Please render the records from their start through the line containing "xmin=176 ymin=571 xmax=272 ymax=712" as a two-column CSV with the headers description and boxes, one row per record. Put each record's text and its answer into single quoted fields, replacing line breaks with spaces.
+--
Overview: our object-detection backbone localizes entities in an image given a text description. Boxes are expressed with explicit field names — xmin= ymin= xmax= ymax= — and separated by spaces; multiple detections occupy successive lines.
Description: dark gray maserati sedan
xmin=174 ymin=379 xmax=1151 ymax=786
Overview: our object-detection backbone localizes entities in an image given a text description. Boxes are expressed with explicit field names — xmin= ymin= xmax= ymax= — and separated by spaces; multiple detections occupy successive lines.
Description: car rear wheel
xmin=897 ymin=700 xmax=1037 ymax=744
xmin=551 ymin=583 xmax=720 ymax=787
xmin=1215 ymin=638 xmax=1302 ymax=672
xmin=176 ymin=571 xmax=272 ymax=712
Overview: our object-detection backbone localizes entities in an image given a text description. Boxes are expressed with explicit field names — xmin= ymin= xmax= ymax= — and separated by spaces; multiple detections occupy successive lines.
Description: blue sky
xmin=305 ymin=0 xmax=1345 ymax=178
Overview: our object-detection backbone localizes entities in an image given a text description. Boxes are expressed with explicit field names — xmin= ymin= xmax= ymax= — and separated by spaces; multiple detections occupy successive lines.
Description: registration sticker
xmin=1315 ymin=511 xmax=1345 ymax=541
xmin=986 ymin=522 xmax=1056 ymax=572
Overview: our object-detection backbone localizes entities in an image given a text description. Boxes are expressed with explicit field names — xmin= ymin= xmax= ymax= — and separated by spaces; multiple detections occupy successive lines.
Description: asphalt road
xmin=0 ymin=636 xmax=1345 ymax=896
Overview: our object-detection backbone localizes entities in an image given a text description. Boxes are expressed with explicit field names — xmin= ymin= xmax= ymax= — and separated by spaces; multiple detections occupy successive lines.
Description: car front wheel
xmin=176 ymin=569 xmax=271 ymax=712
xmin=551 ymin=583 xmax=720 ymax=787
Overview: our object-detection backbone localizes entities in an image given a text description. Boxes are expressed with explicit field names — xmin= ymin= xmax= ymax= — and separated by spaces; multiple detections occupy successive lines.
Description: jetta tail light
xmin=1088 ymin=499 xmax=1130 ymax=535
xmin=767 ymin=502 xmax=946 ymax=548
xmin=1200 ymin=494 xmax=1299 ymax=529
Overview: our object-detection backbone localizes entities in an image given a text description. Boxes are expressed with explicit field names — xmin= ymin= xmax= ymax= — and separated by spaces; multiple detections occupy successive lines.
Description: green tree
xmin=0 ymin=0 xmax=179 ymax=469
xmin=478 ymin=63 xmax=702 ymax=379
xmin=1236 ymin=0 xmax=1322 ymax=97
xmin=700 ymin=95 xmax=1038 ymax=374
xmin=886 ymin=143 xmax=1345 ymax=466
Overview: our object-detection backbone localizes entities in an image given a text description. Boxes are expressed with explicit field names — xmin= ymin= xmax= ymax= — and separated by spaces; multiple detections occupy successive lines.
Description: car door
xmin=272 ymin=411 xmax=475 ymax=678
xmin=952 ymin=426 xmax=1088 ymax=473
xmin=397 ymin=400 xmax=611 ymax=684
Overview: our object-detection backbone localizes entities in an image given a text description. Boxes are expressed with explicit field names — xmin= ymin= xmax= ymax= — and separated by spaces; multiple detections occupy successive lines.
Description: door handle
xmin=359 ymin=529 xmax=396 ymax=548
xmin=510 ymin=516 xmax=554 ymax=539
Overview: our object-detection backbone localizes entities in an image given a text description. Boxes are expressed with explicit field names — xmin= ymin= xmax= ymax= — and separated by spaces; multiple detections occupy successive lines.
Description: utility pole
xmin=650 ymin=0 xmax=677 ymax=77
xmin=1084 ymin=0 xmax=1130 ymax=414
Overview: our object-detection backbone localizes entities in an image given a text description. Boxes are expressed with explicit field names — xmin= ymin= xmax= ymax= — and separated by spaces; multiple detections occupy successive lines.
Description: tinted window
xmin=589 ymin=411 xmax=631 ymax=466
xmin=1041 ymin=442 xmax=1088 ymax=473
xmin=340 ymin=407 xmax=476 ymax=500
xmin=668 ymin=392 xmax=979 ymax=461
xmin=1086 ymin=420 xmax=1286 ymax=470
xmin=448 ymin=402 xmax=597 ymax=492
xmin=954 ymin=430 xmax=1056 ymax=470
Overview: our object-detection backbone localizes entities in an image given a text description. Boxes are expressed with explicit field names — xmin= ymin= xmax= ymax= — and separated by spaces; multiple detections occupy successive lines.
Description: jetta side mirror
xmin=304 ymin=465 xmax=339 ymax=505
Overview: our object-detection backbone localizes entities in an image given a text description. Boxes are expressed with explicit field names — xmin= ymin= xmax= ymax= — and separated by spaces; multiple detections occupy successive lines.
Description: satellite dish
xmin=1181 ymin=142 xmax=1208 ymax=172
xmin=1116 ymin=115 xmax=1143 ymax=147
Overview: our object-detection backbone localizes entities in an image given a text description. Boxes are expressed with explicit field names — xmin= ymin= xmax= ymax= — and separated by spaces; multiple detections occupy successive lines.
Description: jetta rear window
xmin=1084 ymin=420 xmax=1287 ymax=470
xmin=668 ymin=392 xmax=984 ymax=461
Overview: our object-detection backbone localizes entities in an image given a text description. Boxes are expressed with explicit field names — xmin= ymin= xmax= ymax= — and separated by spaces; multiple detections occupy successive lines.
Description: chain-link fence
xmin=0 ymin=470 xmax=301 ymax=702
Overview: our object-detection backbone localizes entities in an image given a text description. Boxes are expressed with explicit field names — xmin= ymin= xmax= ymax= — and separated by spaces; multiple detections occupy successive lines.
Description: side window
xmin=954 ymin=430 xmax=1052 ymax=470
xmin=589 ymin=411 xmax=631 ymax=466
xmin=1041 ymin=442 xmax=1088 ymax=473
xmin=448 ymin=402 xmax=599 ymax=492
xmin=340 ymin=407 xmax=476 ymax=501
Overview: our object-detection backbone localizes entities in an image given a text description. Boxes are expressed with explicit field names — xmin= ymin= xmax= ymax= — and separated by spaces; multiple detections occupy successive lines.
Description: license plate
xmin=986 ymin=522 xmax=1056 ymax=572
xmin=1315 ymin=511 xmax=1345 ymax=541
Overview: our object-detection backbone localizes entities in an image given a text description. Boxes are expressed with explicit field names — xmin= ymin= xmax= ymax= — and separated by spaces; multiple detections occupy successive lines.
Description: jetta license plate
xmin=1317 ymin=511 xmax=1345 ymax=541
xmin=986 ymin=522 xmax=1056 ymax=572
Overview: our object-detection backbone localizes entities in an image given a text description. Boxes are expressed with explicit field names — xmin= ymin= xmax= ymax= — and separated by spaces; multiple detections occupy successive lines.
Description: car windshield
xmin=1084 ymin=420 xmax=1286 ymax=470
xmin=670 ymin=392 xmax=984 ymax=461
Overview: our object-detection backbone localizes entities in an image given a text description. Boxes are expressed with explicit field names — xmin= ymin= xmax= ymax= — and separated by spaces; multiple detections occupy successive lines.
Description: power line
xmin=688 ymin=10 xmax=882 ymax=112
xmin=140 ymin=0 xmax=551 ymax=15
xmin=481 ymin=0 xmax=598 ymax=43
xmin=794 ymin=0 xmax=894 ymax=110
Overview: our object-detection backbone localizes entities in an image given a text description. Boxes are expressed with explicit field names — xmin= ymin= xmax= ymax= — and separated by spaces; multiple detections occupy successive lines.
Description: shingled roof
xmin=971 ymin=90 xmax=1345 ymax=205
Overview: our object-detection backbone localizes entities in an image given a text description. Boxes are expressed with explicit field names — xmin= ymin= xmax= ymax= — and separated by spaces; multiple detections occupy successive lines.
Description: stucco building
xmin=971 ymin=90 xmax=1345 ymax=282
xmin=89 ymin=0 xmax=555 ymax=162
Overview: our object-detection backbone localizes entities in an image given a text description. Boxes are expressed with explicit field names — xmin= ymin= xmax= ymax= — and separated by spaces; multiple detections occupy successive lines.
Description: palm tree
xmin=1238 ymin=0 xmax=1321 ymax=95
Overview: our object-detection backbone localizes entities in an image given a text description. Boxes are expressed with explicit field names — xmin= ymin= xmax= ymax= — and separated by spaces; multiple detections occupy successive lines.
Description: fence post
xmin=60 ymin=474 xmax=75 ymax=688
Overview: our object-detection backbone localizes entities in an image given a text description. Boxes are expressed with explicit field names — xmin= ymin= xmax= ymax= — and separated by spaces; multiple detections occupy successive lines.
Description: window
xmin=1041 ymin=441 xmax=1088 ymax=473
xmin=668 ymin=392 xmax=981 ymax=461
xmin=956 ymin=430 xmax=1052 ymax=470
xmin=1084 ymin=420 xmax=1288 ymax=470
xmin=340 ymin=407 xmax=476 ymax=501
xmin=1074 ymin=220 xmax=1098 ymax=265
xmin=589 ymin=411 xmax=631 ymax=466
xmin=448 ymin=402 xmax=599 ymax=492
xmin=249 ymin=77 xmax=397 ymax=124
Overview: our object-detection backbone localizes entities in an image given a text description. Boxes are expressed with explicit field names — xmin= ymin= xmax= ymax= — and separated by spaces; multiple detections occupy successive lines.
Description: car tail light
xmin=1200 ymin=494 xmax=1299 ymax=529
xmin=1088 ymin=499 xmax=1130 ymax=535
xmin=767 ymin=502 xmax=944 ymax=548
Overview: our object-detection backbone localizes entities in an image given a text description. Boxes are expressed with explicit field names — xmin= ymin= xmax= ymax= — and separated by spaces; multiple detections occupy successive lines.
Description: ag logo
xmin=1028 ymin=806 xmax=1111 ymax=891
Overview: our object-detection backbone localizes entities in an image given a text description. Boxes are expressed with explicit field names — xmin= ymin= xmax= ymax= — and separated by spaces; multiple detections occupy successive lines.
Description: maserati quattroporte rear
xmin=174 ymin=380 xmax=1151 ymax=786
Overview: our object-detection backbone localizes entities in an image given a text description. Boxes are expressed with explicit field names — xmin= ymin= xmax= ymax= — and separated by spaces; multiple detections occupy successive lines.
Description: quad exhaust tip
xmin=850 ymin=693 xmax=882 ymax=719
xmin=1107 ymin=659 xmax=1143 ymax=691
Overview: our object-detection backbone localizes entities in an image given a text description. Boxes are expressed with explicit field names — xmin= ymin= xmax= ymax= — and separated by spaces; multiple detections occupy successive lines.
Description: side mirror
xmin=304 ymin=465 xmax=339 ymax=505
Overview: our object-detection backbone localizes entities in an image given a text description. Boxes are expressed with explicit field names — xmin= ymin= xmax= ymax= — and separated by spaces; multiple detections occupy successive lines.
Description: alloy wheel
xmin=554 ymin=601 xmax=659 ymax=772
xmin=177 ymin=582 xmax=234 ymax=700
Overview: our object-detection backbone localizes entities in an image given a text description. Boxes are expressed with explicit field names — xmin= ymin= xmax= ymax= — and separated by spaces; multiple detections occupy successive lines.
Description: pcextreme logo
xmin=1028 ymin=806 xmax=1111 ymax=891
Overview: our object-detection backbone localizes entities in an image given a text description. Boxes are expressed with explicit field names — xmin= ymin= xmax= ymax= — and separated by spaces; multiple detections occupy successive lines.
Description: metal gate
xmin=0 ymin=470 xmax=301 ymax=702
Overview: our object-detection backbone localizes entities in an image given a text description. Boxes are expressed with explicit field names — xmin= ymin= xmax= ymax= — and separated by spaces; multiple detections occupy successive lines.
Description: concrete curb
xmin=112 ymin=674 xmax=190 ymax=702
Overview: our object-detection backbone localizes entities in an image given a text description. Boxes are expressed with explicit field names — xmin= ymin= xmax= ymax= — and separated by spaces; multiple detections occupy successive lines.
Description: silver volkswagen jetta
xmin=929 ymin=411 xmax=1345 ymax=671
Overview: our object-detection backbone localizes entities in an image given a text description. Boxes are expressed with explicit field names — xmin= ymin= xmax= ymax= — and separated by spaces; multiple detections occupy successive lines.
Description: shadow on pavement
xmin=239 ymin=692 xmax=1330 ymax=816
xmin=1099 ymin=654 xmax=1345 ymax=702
+--
### Correct output
description,boxes
"Overview: our object-detection backbone localizes entities in an image given a text description. Boxes are expressed with explicit field names — xmin= ymin= xmax= ymax= — and separated by spaces; multiple detections occupy successive lines. Description: dark gray maserati sedan","xmin=174 ymin=379 xmax=1151 ymax=786"
"Overview: our object-detection backbone localizes entities in an image given a text description. Boxes are expressed with explicit field names — xmin= ymin= xmax= ymax= — and separated by spaces; multiple detections occupy successive lines. Description: car rear wheel","xmin=897 ymin=700 xmax=1037 ymax=744 xmin=551 ymin=583 xmax=720 ymax=787 xmin=1215 ymin=638 xmax=1302 ymax=672 xmin=176 ymin=571 xmax=272 ymax=712"